_TASK INSTRUCTIONS_
Reproduce the data below word for word, leaving out the pictures.
++++++
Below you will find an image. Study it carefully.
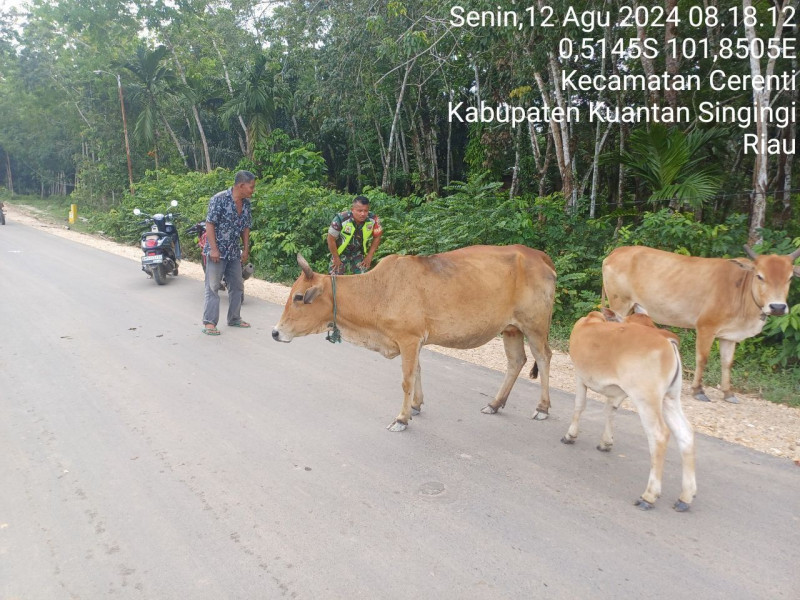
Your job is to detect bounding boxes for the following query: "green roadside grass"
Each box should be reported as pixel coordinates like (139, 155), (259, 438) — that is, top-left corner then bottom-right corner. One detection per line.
(7, 192), (800, 407)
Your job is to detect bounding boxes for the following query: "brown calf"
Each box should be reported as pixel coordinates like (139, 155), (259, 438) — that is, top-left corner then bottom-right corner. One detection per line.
(561, 306), (697, 512)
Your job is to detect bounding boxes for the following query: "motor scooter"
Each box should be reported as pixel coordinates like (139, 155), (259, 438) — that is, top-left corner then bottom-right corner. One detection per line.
(133, 200), (181, 285)
(186, 221), (254, 302)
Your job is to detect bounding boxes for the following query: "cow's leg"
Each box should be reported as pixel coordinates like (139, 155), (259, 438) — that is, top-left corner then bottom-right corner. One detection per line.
(481, 326), (528, 415)
(411, 357), (422, 417)
(561, 377), (586, 444)
(631, 393), (669, 510)
(664, 388), (697, 512)
(597, 394), (627, 452)
(719, 340), (739, 404)
(386, 340), (422, 431)
(525, 330), (553, 421)
(692, 327), (714, 402)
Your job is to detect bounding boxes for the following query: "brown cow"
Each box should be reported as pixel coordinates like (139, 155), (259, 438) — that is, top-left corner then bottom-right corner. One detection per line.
(561, 305), (697, 512)
(272, 246), (556, 431)
(603, 246), (800, 402)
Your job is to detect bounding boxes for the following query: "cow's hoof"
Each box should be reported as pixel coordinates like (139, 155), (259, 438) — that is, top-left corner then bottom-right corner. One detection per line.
(672, 498), (691, 512)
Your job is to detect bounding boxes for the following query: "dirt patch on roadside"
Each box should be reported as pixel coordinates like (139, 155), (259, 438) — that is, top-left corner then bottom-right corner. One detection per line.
(6, 204), (800, 465)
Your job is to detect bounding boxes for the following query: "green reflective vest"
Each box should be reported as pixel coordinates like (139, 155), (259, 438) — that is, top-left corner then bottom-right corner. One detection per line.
++++++
_EXERCISE ANSWER_
Below you will find an image. Study it carefully.
Your job is to detect bounding boxes for the following query: "green roadside grass"
Each box should be reported as pixel coordinates like (139, 155), (259, 438) — that is, top-left corner then bottom-right corner. One detection per line.
(7, 192), (800, 407)
Your job is to detect bounding boxes for the following query: "brown calf"
Each box should be reported as pixel coordinates like (139, 155), (259, 438) — that is, top-left corner then bottom-right corner. One detection per line.
(561, 306), (697, 512)
Your job is to detect bounding boxes for the following query: "motor scooter"
Each box should be reported as pixel coordinates like (139, 155), (259, 438) — that is, top-left corner then bottom-right corner. One detection per line.
(133, 200), (181, 285)
(186, 221), (254, 302)
Your job is to detect bounding boxes for the following query: "cow's leg"
Each box should be reported as pixel coordinates like (139, 155), (259, 438) — that is, top-left corner then bottom-right corner. One detection per line.
(481, 326), (528, 415)
(411, 357), (422, 417)
(561, 377), (586, 444)
(631, 393), (669, 510)
(664, 388), (697, 512)
(597, 394), (627, 452)
(719, 340), (739, 404)
(386, 340), (422, 431)
(525, 330), (553, 421)
(692, 327), (714, 402)
Your job is to detect bounding boxes for the following query: "brown cow"
Each box should be reported as pixel coordinates like (139, 155), (259, 438) — that is, top-left corner then bottom-right corner. One detection per line.
(561, 305), (697, 512)
(272, 246), (556, 431)
(603, 246), (800, 402)
Your job is to detect bounding boxes for the following query: "cow's hoof"
Each box should be reported as pixel coordinates like (139, 155), (259, 438) — that is, top-left corner then bottom-right corner. One detection per line.
(672, 498), (691, 512)
Your job is to detect bounding boxes for the following query: "dirt patch on roadside"
Each box should be reported as pixel coordinates like (139, 155), (259, 438) — that is, top-left corner then bottom-right corner. One detection per line.
(6, 204), (800, 465)
Your job is to detect bounding boxes for the following query: "green reflective vest"
Each box should be reported as pixel coordinates like (139, 155), (259, 438) — that is, top-left corner then bottom-right corner. One detection per line.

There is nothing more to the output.